Quoted text —
************

A small, but significant change to the Run-In Move based on discussion here and reflection on some actual play:
Run-In: When you interrupt a match in-progress, roll +Heat with the character you’re coming after (establish Heat at +1 if necessary).
– On a 10+: you gain +1 Heat with each other and you pick one from the 7-9 list
– On a 7-9: gain 1 Momentum and your target picks one: they win the match by DQ; Creative books the two of you in a match later in this Episode; their opponent comes after you for interfering in the match.
So, more adaptable to different situations, doesn’t require as much explanation for non-wrestling folk, meaningfully differentiates between the 10+ and 7-9 result, and escalates the situation a little more sharply, I think.
I like this revision better. It seems to simplify things.
I actually have a question, though, about “Their opponent comes after you for interfering in the match.” I think that’s one of several places where a move lets you dictate another character’s actions. AW and Monsterhearts are the two other apocalypse engine games I’m used to, and both take pains to make sure a move never lets you dictate the actions of another PC, but only of NPCs. Is that not a concern in WWW?

************

Supplied entries —

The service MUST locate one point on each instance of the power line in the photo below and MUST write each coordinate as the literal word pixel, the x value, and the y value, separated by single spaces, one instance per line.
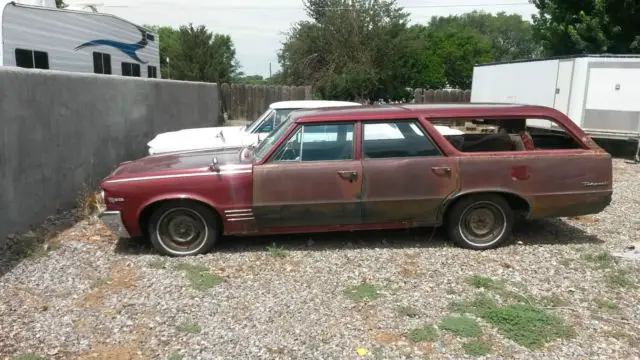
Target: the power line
pixel 217 7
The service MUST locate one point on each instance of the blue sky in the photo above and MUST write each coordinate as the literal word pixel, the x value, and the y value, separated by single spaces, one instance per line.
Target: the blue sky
pixel 257 27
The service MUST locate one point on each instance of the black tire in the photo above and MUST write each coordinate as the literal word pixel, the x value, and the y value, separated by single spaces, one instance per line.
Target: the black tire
pixel 195 222
pixel 492 215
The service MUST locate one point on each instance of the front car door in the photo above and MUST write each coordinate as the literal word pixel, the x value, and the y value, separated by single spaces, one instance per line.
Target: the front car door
pixel 312 179
pixel 406 177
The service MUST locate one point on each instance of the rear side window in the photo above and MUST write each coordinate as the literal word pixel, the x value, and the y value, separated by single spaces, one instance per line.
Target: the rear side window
pixel 508 134
pixel 318 142
pixel 396 139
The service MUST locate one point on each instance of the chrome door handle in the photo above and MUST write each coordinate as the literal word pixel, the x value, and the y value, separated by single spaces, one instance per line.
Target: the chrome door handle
pixel 441 170
pixel 348 175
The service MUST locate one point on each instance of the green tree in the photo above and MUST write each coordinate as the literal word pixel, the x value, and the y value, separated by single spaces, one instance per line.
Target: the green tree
pixel 196 54
pixel 350 49
pixel 510 36
pixel 251 80
pixel 589 26
pixel 169 44
pixel 457 51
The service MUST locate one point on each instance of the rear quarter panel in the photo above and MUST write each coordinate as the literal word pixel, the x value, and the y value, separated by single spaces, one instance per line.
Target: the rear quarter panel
pixel 554 183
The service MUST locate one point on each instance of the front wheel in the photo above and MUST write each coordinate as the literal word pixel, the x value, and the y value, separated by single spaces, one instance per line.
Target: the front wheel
pixel 183 229
pixel 480 222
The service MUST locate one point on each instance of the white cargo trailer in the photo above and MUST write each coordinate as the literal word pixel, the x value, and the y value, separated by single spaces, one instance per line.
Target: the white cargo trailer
pixel 600 93
pixel 35 34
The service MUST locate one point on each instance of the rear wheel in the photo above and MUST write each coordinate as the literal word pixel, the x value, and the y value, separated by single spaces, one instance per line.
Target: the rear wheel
pixel 183 228
pixel 480 222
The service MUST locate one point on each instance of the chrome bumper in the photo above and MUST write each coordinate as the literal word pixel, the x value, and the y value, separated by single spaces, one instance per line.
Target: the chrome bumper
pixel 113 221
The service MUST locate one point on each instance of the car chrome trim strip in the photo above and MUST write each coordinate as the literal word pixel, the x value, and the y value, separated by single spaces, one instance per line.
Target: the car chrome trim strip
pixel 241 219
pixel 239 214
pixel 222 172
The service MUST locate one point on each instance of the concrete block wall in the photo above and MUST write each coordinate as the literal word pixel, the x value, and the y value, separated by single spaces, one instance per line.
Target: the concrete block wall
pixel 60 131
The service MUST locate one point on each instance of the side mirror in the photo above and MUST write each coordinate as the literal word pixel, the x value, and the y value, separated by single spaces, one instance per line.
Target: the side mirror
pixel 214 165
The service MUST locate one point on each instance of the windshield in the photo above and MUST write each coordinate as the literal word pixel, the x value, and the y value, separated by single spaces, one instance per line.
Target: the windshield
pixel 266 144
pixel 251 127
pixel 268 121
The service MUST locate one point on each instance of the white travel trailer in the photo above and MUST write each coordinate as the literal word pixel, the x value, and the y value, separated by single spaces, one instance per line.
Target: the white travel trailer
pixel 600 93
pixel 35 34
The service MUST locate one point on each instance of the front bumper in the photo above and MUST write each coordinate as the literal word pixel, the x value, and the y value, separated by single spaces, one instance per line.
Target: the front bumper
pixel 113 221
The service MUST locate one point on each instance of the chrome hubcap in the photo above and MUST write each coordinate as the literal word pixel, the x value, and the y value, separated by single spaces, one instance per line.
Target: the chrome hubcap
pixel 482 223
pixel 182 229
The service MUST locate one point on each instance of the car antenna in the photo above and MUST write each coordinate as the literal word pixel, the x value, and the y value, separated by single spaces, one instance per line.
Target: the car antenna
pixel 214 164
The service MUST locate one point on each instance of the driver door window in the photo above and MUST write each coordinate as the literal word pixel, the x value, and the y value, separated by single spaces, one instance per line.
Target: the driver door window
pixel 267 125
pixel 318 142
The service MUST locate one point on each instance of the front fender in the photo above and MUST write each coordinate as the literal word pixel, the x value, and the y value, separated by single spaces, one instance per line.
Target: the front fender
pixel 173 196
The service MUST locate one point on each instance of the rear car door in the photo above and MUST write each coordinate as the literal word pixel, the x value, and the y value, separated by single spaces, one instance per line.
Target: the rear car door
pixel 312 179
pixel 406 178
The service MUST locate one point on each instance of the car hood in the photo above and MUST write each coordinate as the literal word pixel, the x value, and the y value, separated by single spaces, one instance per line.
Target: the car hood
pixel 199 138
pixel 179 161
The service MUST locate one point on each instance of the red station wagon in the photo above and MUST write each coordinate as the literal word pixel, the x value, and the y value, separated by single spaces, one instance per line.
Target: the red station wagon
pixel 334 170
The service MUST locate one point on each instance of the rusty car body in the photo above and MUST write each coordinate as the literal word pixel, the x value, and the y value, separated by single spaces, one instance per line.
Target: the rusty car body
pixel 349 177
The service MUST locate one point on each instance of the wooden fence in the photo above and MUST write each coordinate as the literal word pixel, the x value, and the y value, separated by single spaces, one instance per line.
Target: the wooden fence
pixel 426 96
pixel 247 102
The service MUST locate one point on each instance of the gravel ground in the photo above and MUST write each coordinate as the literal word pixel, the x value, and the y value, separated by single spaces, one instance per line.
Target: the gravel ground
pixel 90 296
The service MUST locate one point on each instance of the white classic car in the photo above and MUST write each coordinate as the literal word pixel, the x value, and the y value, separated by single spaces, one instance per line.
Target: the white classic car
pixel 222 136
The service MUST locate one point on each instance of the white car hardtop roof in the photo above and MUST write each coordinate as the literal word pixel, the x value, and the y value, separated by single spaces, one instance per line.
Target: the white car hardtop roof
pixel 310 104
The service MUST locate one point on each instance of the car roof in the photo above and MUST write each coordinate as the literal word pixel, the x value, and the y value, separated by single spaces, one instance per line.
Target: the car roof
pixel 430 110
pixel 309 104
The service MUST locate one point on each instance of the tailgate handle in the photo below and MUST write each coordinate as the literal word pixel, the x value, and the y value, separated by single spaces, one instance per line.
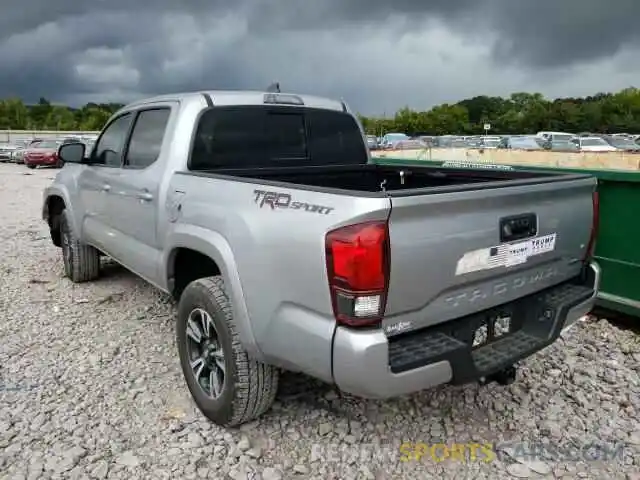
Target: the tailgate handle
pixel 518 227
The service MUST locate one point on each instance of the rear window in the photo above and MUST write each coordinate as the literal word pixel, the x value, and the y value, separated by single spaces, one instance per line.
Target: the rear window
pixel 259 137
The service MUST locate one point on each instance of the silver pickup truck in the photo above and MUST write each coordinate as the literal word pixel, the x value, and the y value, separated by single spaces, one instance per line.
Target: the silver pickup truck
pixel 286 249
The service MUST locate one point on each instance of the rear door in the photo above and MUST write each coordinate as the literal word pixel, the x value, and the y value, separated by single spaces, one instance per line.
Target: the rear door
pixel 456 253
pixel 135 202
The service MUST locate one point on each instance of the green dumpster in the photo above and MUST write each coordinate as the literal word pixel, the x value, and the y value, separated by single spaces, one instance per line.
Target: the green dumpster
pixel 618 242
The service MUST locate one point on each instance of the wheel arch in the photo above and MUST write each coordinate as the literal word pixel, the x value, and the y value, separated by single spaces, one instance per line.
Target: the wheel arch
pixel 214 256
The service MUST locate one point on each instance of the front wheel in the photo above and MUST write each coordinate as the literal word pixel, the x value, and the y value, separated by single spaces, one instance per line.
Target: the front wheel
pixel 228 387
pixel 81 261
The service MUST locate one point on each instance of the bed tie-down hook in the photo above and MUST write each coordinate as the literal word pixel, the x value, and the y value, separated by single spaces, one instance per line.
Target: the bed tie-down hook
pixel 403 174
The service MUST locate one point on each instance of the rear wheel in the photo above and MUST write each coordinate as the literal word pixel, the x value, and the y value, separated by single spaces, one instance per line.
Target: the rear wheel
pixel 81 262
pixel 228 387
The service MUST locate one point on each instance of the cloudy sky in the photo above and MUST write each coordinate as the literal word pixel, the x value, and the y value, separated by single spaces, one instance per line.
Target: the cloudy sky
pixel 378 55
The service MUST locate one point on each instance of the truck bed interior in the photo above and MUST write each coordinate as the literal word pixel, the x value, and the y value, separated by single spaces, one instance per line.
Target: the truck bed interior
pixel 372 178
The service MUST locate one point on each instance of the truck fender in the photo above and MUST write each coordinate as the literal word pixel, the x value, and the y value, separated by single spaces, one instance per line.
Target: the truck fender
pixel 216 247
pixel 60 191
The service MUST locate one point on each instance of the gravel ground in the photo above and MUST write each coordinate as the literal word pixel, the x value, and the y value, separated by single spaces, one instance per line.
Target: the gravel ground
pixel 90 387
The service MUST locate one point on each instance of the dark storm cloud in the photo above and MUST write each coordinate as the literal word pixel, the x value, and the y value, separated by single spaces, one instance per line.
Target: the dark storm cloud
pixel 378 54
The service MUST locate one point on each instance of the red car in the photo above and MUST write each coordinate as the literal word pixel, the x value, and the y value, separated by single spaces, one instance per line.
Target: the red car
pixel 42 153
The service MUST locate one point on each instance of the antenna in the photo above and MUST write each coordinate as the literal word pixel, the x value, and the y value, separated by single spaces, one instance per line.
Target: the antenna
pixel 274 87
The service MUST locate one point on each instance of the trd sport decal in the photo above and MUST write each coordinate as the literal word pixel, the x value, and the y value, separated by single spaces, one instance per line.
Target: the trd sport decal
pixel 283 200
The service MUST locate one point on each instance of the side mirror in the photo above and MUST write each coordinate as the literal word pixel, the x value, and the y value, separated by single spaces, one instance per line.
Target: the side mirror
pixel 72 152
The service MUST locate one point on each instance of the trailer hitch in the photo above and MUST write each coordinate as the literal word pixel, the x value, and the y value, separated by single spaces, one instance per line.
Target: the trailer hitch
pixel 503 377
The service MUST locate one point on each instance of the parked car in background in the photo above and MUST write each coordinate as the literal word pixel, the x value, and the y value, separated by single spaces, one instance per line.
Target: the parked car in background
pixel 593 144
pixel 390 140
pixel 490 142
pixel 556 136
pixel 41 154
pixel 622 143
pixel 561 146
pixel 520 143
pixel 411 144
pixel 7 150
pixel 18 153
pixel 372 142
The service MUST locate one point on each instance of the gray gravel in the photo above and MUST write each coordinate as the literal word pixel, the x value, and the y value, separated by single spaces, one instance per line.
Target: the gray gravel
pixel 90 387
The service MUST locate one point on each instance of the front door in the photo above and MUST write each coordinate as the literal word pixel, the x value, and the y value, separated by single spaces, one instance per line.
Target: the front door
pixel 135 202
pixel 95 182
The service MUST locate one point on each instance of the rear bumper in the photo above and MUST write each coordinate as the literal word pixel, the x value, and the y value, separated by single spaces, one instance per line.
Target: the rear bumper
pixel 368 364
pixel 41 162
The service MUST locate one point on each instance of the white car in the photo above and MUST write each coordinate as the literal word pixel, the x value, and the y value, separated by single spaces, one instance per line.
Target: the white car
pixel 594 144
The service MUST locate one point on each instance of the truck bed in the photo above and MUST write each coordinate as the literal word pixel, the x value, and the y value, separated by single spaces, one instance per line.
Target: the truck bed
pixel 400 180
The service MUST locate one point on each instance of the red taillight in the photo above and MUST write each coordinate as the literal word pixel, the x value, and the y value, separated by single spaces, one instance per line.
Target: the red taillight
pixel 595 224
pixel 358 270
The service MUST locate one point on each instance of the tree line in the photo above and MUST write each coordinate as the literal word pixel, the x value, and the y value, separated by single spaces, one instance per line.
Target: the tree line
pixel 16 115
pixel 519 113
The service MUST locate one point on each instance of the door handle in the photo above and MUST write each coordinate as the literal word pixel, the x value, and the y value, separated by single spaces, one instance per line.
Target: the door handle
pixel 145 196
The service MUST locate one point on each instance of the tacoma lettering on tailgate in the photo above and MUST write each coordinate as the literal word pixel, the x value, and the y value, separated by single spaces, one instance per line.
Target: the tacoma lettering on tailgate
pixel 283 200
pixel 500 288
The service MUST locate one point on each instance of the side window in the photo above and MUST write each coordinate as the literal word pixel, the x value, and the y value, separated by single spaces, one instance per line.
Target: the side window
pixel 146 137
pixel 108 150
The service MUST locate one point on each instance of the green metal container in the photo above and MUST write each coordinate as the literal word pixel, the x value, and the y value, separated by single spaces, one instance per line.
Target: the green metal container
pixel 618 242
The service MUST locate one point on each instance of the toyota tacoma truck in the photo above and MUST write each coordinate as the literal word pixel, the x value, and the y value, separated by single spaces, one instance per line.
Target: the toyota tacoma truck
pixel 286 249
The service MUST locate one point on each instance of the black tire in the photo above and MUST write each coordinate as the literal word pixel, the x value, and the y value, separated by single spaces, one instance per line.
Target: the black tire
pixel 249 387
pixel 81 262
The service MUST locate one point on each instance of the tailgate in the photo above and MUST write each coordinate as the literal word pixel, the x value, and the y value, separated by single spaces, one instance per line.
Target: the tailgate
pixel 456 253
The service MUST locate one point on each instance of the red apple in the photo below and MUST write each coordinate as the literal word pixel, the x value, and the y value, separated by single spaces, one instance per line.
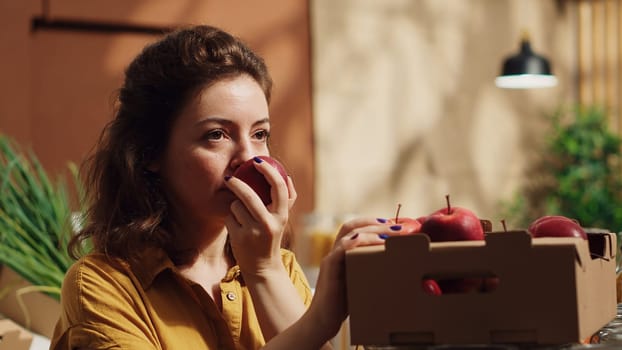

************

Write out the whole discussion of the Run-In move again, word for word.

A small, but significant change to the Run-In Move based on discussion here and reflection on some actual play:
Run-In: When you interrupt a match in-progress, roll +Heat with the character you’re coming after (establish Heat at +1 if necessary).
– On a 10+: you gain +1 Heat with each other and you pick one from the 7-9 list
– On a 7-9: gain 1 Momentum and your target picks one: they win the match by DQ; Creative books the two of you in a match later in this Episode; their opponent comes after you for interfering in the match.
So, more adaptable to different situations, doesn’t require as much explanation for non-wrestling folk, meaningfully differentiates between the 10+ and 7-9 result, and escalates the situation a little more sharply, I think.
I like this revision better. It seems to simplify things.
I actually have a question, though, about “Their opponent comes after you for interfering in the match.” I think that’s one of several places where a move lets you dictate another character’s actions. AW and Monsterhearts are the two other apocalypse engine games I’m used to, and both take pains to make sure a move never lets you dictate the actions of another PC, but only of NPCs. Is that not a concern in WWW?